Repeat word for word the part of the file-tagging thread from "I've always wanted" to "is in progress.".

> [READING TEXT]
____________________

I've always wanted this for Windows. I wonder how hard it would be to port it.

In a business setting, I often see people's desktops cluttered with files. It'd be nice to give them a virtual folder on the desktop where they can drag and drop files into in to it, with tags.


Hi, author here. Windows support is in progress.


I don't know how you plan on doing the VFS stuff on windows but back in the day when I still used windows (XP) I had a shell extension that let you tag a folder or file from the context menu. It would then be linked into a tag directory using either NTFS reparse points (aka junctions?) for directories or hardlinks for files.


Taggedfrog does something very similar on Windows, except it uses a drag and drop GUI instead of the shell. You can have ready made customized tag clusters (so you don't have to type the tags for each file), and it will tag anything, including web URLs.

http://lunarfrog.com/taggedfrog/

That said, I would like to be able to tag and recall from the command line in order to integrate tags with other tools. Windows already offers a limited tagging service for Office documents.


Without the virtual file system, does this work by hashing the files? That would make it very slow to use on larger files. If I was to tag my movie collection, would TMSU have to load every byte of every movie in order to show the file tags?


It seems that this also hashes the files to produce a fingerprint. Check out the fingerprinter [1] for the raw details on how it's done, but basically, if the file is below the "sparseFingerprintThreshold" of 5 MB, the whole file is hashed. Any file above is "sparsely hashed" where the first 512 KB, middle 512 KB, and end 512 KB are hashed and combined to produce the fingerprint for that file. It shouldn't produce any performance concerns on large files, so it should be safe to use for your movie collection.

____________________

> [COLLECTED MATERIAL]

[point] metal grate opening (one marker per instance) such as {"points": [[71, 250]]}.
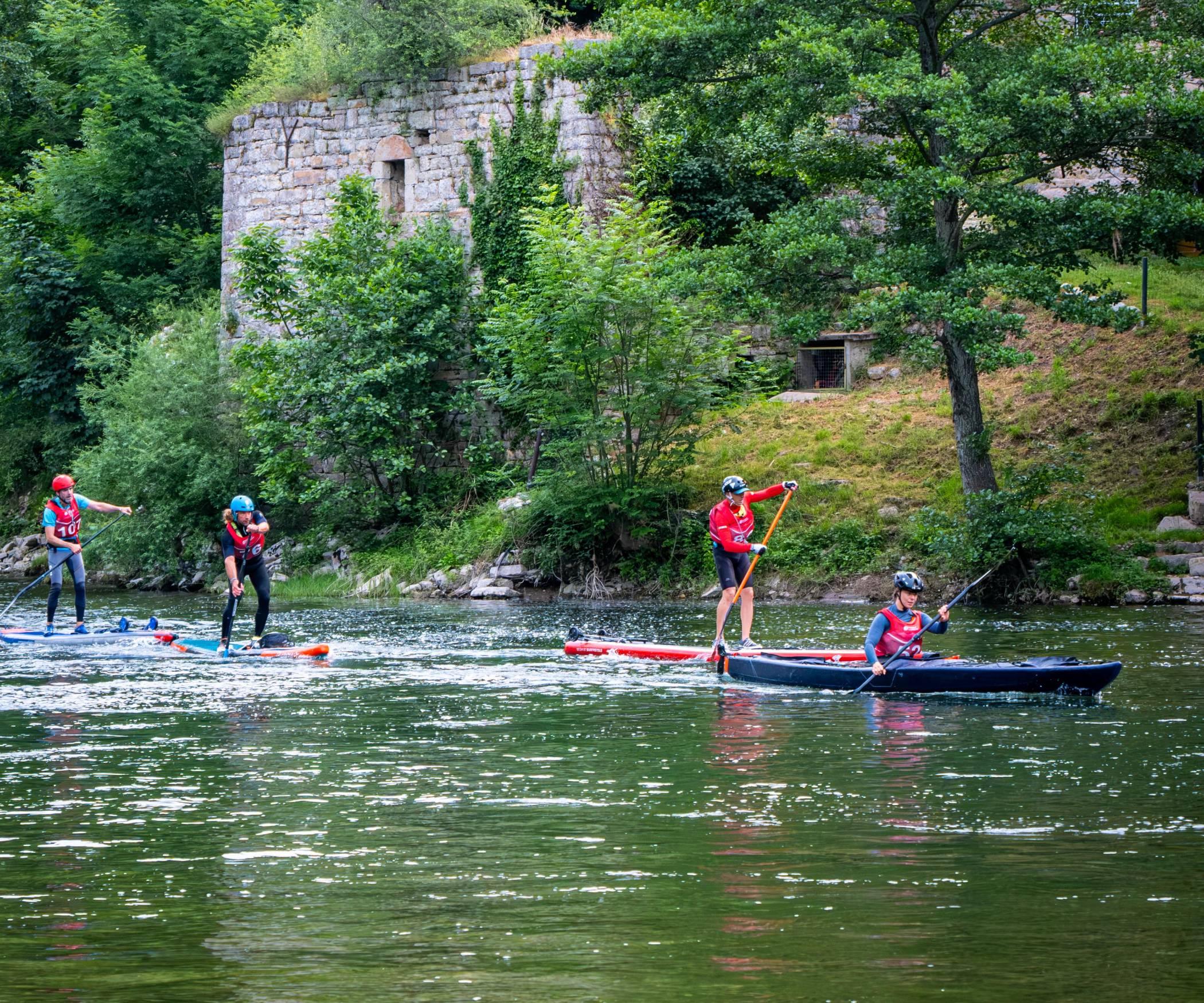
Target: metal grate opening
{"points": [[820, 367]]}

____________________

> [COMPLETE OUTPUT]
I've always wanted this for Windows. I wonder how hard it would be to port it.

In a business setting, I often see people's desktops cluttered with files. It'd be nice to give them a virtual folder on the desktop where they can drag and drop files into in to it, with tags.


Hi, author here. Windows support is in progress.